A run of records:
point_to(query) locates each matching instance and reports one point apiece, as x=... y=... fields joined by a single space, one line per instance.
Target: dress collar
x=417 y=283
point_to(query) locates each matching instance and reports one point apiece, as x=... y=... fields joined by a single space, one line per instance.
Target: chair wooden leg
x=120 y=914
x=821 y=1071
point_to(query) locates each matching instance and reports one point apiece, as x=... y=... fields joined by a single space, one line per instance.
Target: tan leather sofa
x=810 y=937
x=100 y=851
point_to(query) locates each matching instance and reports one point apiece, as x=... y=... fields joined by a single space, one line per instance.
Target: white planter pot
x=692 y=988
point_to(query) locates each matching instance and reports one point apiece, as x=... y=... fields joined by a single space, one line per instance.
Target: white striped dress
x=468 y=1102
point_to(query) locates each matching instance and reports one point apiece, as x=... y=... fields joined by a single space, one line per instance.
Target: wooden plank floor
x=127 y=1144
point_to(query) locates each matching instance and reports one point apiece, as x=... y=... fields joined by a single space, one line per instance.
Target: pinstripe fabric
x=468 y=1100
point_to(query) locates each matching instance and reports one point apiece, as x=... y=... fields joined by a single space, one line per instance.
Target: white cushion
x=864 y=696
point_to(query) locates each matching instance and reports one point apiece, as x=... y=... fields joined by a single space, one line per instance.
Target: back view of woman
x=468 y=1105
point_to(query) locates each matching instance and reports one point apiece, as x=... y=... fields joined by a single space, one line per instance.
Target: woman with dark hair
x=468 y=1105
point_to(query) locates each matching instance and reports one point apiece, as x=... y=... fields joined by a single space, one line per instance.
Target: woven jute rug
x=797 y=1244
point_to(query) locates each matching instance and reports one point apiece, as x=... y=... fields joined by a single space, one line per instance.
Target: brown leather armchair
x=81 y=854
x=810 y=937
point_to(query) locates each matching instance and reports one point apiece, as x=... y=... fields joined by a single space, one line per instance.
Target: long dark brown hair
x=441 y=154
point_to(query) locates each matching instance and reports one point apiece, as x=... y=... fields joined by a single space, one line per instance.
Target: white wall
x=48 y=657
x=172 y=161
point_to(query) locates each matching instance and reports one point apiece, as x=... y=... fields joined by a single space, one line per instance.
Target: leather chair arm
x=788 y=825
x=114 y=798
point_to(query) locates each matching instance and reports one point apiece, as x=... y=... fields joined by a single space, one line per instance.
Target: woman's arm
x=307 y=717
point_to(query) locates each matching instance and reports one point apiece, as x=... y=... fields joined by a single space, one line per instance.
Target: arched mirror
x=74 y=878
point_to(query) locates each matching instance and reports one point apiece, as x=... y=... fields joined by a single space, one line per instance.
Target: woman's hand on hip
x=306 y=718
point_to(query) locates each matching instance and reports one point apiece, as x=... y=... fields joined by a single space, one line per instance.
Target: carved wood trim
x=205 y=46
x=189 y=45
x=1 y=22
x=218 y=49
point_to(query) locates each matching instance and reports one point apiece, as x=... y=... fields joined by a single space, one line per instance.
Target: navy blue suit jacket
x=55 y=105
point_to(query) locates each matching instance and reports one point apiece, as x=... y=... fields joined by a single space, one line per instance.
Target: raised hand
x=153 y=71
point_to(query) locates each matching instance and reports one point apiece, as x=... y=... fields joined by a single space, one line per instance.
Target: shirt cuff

Stated problem.
Write out all of the data again, swapping "Target" for "Object" everywhere it appears and leaving every other word untouched.

Solution.
point_to(query) locates each matching instance and reports one point apiece, as x=... y=... fields joined by a single space, one line per instance.
Object: dress collar
x=417 y=283
point_to(query) locates each matching instance and reports one point apiece, as x=... y=... fields joined by a single space, one line per instance.
Object: chair wooden leg
x=120 y=914
x=821 y=1071
point_to(query) locates each matching instance and reports one point apiece, as x=... y=... fields joined by a single space, one line per instance.
Object: tan leather sofa
x=810 y=937
x=100 y=851
point_to(query) locates each matching instance and reports one point apiece, as x=... y=... fields joined by a single space, one line per instance.
Object: white planter pot
x=692 y=988
point_to(query) locates each matching instance and reports one point apiece, as x=... y=... fields joined by a single space, one line per instance.
Object: white striped dress
x=468 y=1102
point_to(query) locates each matching instance and reports one point apiece, as x=... y=... fields joined by a single space, one line per instance.
Object: wooden plank floor
x=127 y=1144
point_to(query) locates each matching instance and reports one point apiece, as x=... y=... fields joined by a single space, one line per instance.
Object: pinstripe fabric
x=468 y=1100
point_to(query) locates each matching instance and reports one point apiece, as x=... y=... fields joined by a single space, one line per instance.
Object: white cushion
x=864 y=696
point_to(query) locates each matching instance and reports one point apiece, as x=... y=... fields joined by a single space, one line per instance.
Object: back view of woman
x=468 y=1105
point_to(query) locates each matching instance and reports one point apiece, as x=... y=... fields joined by a single space, one line per instance.
Object: woman with dark hair
x=468 y=1105
point_to(query) locates each matching instance and reports one point apiece, as x=... y=... fields joined by a single space, one line per instance.
Object: woven jute rug
x=797 y=1244
point_to(query) locates each matching instance and reports one point apiece, as x=... y=... fields joined by a single space, one line per instance.
Object: brown leather armchair
x=81 y=854
x=810 y=937
point_to(query) locates each matching instance and reports one point apiece, as x=... y=... fields joined by a single space, one line per instance.
Object: long dark brown hair
x=441 y=154
point_to(query) locates each matching instance and reports one point apiece, as x=... y=... fields joined by a single space, one line per instance.
Object: white wall
x=48 y=657
x=172 y=161
point_to(query) locates each matching instance and reports one point apiece, as x=... y=... fields joined by a single space, one line per instance.
Object: leather chair arm
x=788 y=825
x=114 y=798
point_to(query) locates each matching instance and reports one point apiece, as x=... y=... fields joined by a single space, one line per instance.
Object: woman's arm
x=307 y=717
point_to(query) locates each matching instance and reports one point apiece, as x=... y=... fields joined by a single space, one line per instance.
Object: arched mirror
x=74 y=878
point_to(query) locates each matching instance and reports one point apiece, as x=... y=... fields joined by a single space, one line per instance.
Object: woman's hand on hip
x=306 y=718
point_to(query) locates each matching instance and reports one point apiece, as x=... y=... fields joined by a single space, one line per instance.
Object: carved wood trim
x=205 y=46
x=189 y=45
x=1 y=22
x=218 y=49
point_to(query) locates each matching instance and reports one point apiece, as x=... y=... fields joined by a single space, one line per instance.
Object: navy blue suit jacket
x=55 y=105
point_to(query) locates each matching instance and reports one point apiece, as x=... y=... fields joined by a single space, one line per instance.
Object: raised hand
x=153 y=71
point_to(query) locates each matching instance and reports one point apiece, as x=... y=... fields joined by a single space, one line per instance.
Object: shirt cuff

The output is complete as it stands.